(Source data)
____
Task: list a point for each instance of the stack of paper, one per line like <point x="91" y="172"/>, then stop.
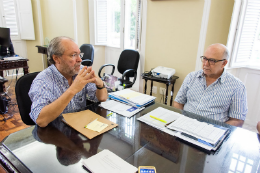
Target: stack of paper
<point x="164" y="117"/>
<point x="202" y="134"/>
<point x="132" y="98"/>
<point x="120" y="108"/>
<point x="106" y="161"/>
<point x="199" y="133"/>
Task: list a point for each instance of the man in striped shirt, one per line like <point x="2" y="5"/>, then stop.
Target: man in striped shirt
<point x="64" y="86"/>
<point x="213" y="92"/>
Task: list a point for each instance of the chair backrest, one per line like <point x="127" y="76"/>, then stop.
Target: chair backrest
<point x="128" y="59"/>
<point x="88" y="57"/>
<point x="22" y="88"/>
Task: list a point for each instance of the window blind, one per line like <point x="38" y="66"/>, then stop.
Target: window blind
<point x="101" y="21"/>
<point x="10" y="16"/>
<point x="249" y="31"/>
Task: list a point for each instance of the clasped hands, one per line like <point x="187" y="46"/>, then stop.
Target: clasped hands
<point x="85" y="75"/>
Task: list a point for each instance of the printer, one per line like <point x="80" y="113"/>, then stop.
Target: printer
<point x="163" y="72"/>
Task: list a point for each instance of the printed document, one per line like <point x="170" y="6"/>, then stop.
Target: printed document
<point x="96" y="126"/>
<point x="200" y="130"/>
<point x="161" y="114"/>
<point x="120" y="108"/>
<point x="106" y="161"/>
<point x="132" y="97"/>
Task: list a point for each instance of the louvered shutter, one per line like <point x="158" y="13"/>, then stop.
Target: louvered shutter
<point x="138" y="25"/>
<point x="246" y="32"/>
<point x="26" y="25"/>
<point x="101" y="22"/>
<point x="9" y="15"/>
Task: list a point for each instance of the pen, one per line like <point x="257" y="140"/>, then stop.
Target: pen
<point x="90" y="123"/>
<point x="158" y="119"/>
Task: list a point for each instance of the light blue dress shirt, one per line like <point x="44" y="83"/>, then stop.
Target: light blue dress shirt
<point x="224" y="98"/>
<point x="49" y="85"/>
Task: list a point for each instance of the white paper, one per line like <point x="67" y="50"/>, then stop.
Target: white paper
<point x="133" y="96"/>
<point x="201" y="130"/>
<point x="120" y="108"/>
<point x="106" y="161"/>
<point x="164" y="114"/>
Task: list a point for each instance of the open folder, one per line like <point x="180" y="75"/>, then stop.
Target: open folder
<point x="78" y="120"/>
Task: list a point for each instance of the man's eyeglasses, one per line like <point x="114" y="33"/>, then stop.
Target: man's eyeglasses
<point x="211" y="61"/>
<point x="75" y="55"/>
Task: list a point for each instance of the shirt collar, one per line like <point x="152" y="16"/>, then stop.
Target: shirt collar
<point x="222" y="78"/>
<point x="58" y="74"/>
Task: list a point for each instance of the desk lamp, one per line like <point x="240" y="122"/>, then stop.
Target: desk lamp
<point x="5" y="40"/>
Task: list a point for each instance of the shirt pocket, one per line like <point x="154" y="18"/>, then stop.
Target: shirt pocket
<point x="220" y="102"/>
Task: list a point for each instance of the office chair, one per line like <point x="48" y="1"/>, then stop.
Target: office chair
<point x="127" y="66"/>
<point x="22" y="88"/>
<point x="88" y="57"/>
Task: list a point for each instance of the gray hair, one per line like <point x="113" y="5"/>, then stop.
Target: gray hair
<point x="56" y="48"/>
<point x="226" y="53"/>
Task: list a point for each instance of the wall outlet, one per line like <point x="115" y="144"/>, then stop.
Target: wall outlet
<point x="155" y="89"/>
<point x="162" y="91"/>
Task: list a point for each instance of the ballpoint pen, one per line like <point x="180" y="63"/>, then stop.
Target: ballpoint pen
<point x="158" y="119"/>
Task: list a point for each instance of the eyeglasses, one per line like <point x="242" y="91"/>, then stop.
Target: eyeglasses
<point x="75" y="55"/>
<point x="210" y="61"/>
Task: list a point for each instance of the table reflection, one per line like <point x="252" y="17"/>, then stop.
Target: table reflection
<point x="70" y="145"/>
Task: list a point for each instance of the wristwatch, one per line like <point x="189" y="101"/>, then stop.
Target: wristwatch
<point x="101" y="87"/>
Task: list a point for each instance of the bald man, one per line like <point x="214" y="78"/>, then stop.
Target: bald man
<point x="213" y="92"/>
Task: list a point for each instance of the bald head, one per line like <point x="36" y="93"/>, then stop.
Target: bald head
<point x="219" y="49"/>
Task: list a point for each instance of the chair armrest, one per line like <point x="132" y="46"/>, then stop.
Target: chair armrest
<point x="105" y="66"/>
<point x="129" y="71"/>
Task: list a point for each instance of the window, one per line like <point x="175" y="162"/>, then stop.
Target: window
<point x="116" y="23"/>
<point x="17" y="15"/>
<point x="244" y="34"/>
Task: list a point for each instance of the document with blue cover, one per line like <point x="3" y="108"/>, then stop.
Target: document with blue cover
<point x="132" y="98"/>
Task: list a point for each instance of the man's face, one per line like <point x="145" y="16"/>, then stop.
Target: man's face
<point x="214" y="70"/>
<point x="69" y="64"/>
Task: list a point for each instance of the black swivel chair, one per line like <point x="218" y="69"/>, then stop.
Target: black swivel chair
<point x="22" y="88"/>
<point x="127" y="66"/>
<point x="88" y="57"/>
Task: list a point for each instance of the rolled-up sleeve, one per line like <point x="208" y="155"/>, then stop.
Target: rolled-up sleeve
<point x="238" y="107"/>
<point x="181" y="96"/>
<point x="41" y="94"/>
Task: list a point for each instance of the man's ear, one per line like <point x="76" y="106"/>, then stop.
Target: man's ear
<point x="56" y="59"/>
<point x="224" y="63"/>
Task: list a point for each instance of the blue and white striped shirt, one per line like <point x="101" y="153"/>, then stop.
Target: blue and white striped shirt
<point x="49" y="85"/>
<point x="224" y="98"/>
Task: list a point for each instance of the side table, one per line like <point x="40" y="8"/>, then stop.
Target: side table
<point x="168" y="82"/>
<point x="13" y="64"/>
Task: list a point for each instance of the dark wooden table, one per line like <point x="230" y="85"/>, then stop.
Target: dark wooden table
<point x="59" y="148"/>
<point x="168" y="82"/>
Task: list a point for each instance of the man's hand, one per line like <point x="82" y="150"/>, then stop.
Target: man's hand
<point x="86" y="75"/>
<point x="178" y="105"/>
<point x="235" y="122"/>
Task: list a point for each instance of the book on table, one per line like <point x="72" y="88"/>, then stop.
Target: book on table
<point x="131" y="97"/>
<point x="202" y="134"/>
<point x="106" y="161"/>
____
* **Description of the task**:
Once the pictures are set aside, copy the remaining text of every entry exactly.

* **Reply**:
Task: list a point for each instance of the stack of paper, one per line like <point x="91" y="172"/>, then stop.
Target: stack of paper
<point x="164" y="117"/>
<point x="202" y="134"/>
<point x="132" y="98"/>
<point x="120" y="108"/>
<point x="106" y="161"/>
<point x="199" y="133"/>
Task: list a point for each instance of the man in striped shirt, one per line like <point x="2" y="5"/>, then stop.
Target: man in striped shirt
<point x="64" y="86"/>
<point x="213" y="92"/>
Task: list a point for each instance of the chair backrest, one per line like <point x="127" y="76"/>, then stop.
Target: chair backrest
<point x="128" y="59"/>
<point x="88" y="57"/>
<point x="22" y="88"/>
Task: list a point for each instance of the window blind, one per line like <point x="38" y="66"/>, then stop.
Target: window blind
<point x="101" y="21"/>
<point x="10" y="16"/>
<point x="249" y="31"/>
Task: list a point for each instance of the clasped hands, one per line like <point x="187" y="46"/>, then stop.
Target: clasped hands
<point x="85" y="75"/>
Task: list a point for each instance of the printer, one per line like <point x="80" y="113"/>, then stop.
Target: printer
<point x="163" y="72"/>
Task: list a point for each instance of the printed document, one per line like <point x="170" y="6"/>, then stop.
Target: printed document
<point x="96" y="126"/>
<point x="200" y="130"/>
<point x="161" y="114"/>
<point x="120" y="108"/>
<point x="106" y="161"/>
<point x="132" y="97"/>
Task: list a point for each instance of the louvered shutter, one per line like <point x="158" y="13"/>, then stop.
Target: louvered shutter
<point x="138" y="25"/>
<point x="246" y="32"/>
<point x="26" y="25"/>
<point x="101" y="22"/>
<point x="9" y="15"/>
Task: list a point for each instance of the pen, one per line like <point x="257" y="140"/>, then stop.
Target: pen
<point x="90" y="123"/>
<point x="158" y="119"/>
Task: list a point for each instance of the light blue dress shirt, one per line like <point x="44" y="83"/>, then stop.
Target: light blue dress shirt
<point x="224" y="98"/>
<point x="49" y="85"/>
Task: list a point for each instance of the white paper, one per line like <point x="67" y="50"/>, then stop.
Target: white paper
<point x="133" y="96"/>
<point x="201" y="130"/>
<point x="120" y="108"/>
<point x="106" y="161"/>
<point x="164" y="114"/>
Task: list a point for each instance of the open folder, one per line like <point x="180" y="75"/>, then stop.
Target: open folder
<point x="78" y="120"/>
Task: list a point for each instance of the man's eyeglasses, one per line like <point x="114" y="33"/>, then stop.
Target: man's eyeglasses
<point x="211" y="61"/>
<point x="75" y="55"/>
Task: list a point for each instance of the shirt collar, one per line like <point x="152" y="16"/>, then stop.
Target: shirt collar
<point x="222" y="78"/>
<point x="58" y="74"/>
Task: list a point for each instance of the desk lamp, one per line like <point x="240" y="122"/>, then stop.
Target: desk lamp
<point x="5" y="40"/>
Task: list a point for each instance of the shirt pocket, one per line like <point x="154" y="18"/>, then stop.
Target: shirt pocket
<point x="220" y="102"/>
Task: list a point for each instance of the office chair, one per line like <point x="48" y="1"/>, then stop.
Target: office chair
<point x="127" y="66"/>
<point x="22" y="88"/>
<point x="88" y="57"/>
Task: list a point for each instance of the gray hair, one per line like <point x="113" y="5"/>, then stop.
Target: gray hair
<point x="56" y="48"/>
<point x="226" y="53"/>
Task: list a point for each instance of the wall outlet, one per line like <point x="115" y="144"/>, then stop.
Target: wall outlet
<point x="155" y="89"/>
<point x="162" y="91"/>
Task: list a point for each instance of the ballpoint pen, one per line like <point x="180" y="63"/>, then stop.
Target: ballpoint pen
<point x="158" y="119"/>
Task: list a point for each instance of the eyeglasses, one per line like <point x="242" y="91"/>, then stop.
Target: eyeglasses
<point x="75" y="55"/>
<point x="210" y="61"/>
Task: list a point for each instance of the table reflection, one per line like <point x="252" y="17"/>, then stop.
Target: table reflection
<point x="70" y="145"/>
Task: list a point for each instance of the wristwatch, one per line like <point x="189" y="101"/>, then stop.
Target: wristwatch
<point x="101" y="87"/>
Task: list a point for each instance of the bald man, one per line like <point x="214" y="78"/>, then stop.
Target: bald man
<point x="213" y="92"/>
Task: list a point for each instance of the bald head, one per line like <point x="36" y="93"/>, then stop.
Target: bald head
<point x="219" y="49"/>
Task: list a point for each instance of the chair armrest, one per line like <point x="132" y="46"/>, then stop.
Target: chair armrest
<point x="105" y="66"/>
<point x="129" y="71"/>
Task: list a point for each instance of the window, one per line like <point x="175" y="162"/>, then stop.
Target: window
<point x="116" y="23"/>
<point x="17" y="15"/>
<point x="244" y="34"/>
Task: list a point for each instance of the document with blue cover, one per line like <point x="3" y="108"/>, then stop.
Target: document with blue cover
<point x="132" y="98"/>
Task: list a point for each instance of the man's face, one per line like <point x="145" y="16"/>, then stop.
Target: man's face
<point x="214" y="70"/>
<point x="69" y="64"/>
Task: list a point for each instance of the black swivel chair, one per line like <point x="218" y="69"/>, then stop.
Target: black swivel chair
<point x="22" y="88"/>
<point x="127" y="66"/>
<point x="88" y="57"/>
Task: list a point for each instance of the rolled-up sleeve, one per line like <point x="208" y="155"/>, then stop.
Target: rolled-up sleeve
<point x="238" y="107"/>
<point x="181" y="96"/>
<point x="41" y="94"/>
Task: list a point for each instance of the man's ear, one per line like <point x="76" y="106"/>, then stop.
Target: man's ear
<point x="56" y="59"/>
<point x="224" y="63"/>
Task: list a point for each instance of the blue and white striped shirt, one per line like <point x="101" y="153"/>, then stop.
Target: blue and white striped shirt
<point x="49" y="85"/>
<point x="224" y="98"/>
Task: list a point for each instance of the side table, one per line like <point x="40" y="8"/>, then stop.
Target: side table
<point x="168" y="82"/>
<point x="13" y="64"/>
Task: list a point for each instance of the dark wooden table, one per line like <point x="230" y="85"/>, then stop.
Target: dark wooden table
<point x="59" y="148"/>
<point x="168" y="82"/>
Task: list a point for each instance of the man's hand, one per line like <point x="82" y="150"/>, then stop.
Target: man's hand
<point x="86" y="75"/>
<point x="178" y="105"/>
<point x="235" y="122"/>
Task: list a point for each instance of the book on table, one per line like <point x="72" y="88"/>, then stop.
Target: book on table
<point x="131" y="97"/>
<point x="202" y="134"/>
<point x="106" y="161"/>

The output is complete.